> [Excerpted passage]:
--------------------------------

The Oxford Companion to Archaeology
edited by B.M. Fagan
London, Oxford University Press, 1996
844 pp. (figures)
ISBN 0-19-507618-4
$55.00 (cloth)

reviewed by E.C. Wager, M.A. Eccleston, K. Fewster,
M.C. Giles, and A. Tyrrell

<------

Introduction to the Companion
by E.C. Wager

The Oxford Companion to Archaeology is one of the latest additions to the Oxford Companion series, an eclectic collection of reference volumes providing comprehensive overviews of topics ranging from Australian folklore (1993) to world politics (1993). In common with other volumes in the series, the entries in the Companion to Archaeology are both indexed and arranged alphabetically. Cross-references are highlighted at the end of each entry and throughout the text, and many entries provide suggestions for further reading. This structure is designed to facilitate a range of approaches to the information held between the Companion's covers: searches for a specific reference, 'sustained browsing' (1996: xi) and exploration of related topics or themes.

The Oxford University Press publicity highlights other ways in which the Companion to Archaeology complements and extends the Companion Series range:

Every Oxford Companion aspires to be the definitive overview of a field of study at a particular moment of time. The new Oxford Companion to Archaeology is no exception ... [I]t is both authoritative and comprehensive. Its purpose is to define archaeology as a critical intellectual phenomenon of the later twentieth century world -- one of the seminal ways in which we humans can achieve a better understanding of our common roots, differences, and similarities (OUP Press release, 1997).

These are big claims, extended even further by Brian Fagan, the editor in chief of the Companion to Archaeology, in his introduction to the volume. He sees the Companion as a timely reminder of the significance of the past to both the present and the future (viii) and as a long-overdue encyclopaedic assessment of archaeology's achievements and significance on a global scale (vii). As with other Companions, it aims to make specialised knowledge of the discipline easily available to a wide audience, including interested non-specialists.

Brian Fagan and the four other editors have adopted four broad interconnecting themes -- how archaeology began and developed, how archaeology works, how archaeology explains the past, archaeology and the human past -- in order to achieve these aims and to tie the entries in the Companion together. These themes are arranged as a series of subdivisions around which the volume's entries are organised: world prehistory, the origins of civilisation, states and civilisations, historical archaeology, and archaeology in the late twentieth century (vii-x). According to Fagan, 'These subdivisions have emerged from generations of archaeological research' (ix), the inference being that these categories have validity and meaning in and of themselves. However, such categories are merely products of the ways in which we as archaeologists have chosen to chop up the world, developing the analytical frameworks we need to write the histories we choose. The editors have fallen prey to a circular argument: we adopt these categories in order to give the world meaning; these categories have meaning because we have always conceived of the world in this way.

--------------------------------

> [Challenges]:
(1) In the book review above, output the passage between "The Oxford University" and "Press release, 1997).", inclusive, with every word and mark unchanged.
(2) According to the book review above, who is the editor in chief of the Companion to Archaeology?

--------------------------------

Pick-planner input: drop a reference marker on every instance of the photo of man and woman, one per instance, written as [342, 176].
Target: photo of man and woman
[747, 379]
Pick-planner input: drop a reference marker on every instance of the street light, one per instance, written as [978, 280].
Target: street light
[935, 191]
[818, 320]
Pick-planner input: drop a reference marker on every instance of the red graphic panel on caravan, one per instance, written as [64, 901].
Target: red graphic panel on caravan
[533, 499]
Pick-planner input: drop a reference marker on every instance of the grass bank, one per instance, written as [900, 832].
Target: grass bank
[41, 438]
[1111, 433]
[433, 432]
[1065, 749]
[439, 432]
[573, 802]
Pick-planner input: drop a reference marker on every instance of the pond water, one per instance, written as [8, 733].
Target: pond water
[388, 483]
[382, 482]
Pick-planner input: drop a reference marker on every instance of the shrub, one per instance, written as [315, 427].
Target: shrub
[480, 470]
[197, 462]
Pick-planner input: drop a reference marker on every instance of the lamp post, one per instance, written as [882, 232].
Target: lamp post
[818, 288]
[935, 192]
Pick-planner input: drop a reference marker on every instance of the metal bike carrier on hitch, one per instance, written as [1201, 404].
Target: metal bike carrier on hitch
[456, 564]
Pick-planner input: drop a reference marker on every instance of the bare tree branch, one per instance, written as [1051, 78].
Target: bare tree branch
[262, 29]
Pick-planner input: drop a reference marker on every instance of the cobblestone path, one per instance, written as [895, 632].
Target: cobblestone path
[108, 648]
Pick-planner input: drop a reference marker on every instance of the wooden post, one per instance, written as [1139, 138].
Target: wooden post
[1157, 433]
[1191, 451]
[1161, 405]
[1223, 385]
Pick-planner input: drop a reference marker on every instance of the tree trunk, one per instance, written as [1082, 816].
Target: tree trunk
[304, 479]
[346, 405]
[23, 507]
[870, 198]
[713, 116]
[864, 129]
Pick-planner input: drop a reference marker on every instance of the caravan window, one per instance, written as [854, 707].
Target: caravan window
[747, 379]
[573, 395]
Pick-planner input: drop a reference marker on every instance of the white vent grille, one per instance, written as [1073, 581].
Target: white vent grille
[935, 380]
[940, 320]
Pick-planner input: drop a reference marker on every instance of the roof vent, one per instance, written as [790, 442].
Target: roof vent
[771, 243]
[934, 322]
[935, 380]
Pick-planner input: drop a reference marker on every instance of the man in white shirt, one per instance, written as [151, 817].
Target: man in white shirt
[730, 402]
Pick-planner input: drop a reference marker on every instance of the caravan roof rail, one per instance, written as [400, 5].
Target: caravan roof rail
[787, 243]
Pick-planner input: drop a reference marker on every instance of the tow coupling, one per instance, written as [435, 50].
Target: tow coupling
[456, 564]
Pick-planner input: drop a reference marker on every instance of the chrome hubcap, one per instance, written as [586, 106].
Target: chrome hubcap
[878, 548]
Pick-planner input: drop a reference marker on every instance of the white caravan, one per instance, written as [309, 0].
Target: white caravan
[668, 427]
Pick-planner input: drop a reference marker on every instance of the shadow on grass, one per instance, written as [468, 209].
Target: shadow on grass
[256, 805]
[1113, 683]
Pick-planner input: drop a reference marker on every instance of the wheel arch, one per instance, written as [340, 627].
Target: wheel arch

--------------------------------

> [Answers given]:
(1)
The Oxford University Press publicity highlights other ways in which the Companion to Archaeology complements and extends the Companion Series range:

Every Oxford Companion aspires to be the definitive overview of a field of study at a particular moment of time. The new Oxford Companion to Archaeology is no exception ... [I]t is both authoritative and comprehensive. Its purpose is to define archaeology as a critical intellectual phenomenon of the later twentieth century world -- one of the seminal ways in which we humans can achieve a better understanding of our common roots, differences, and similarities (OUP Press release, 1997).

(2) Brian Fagan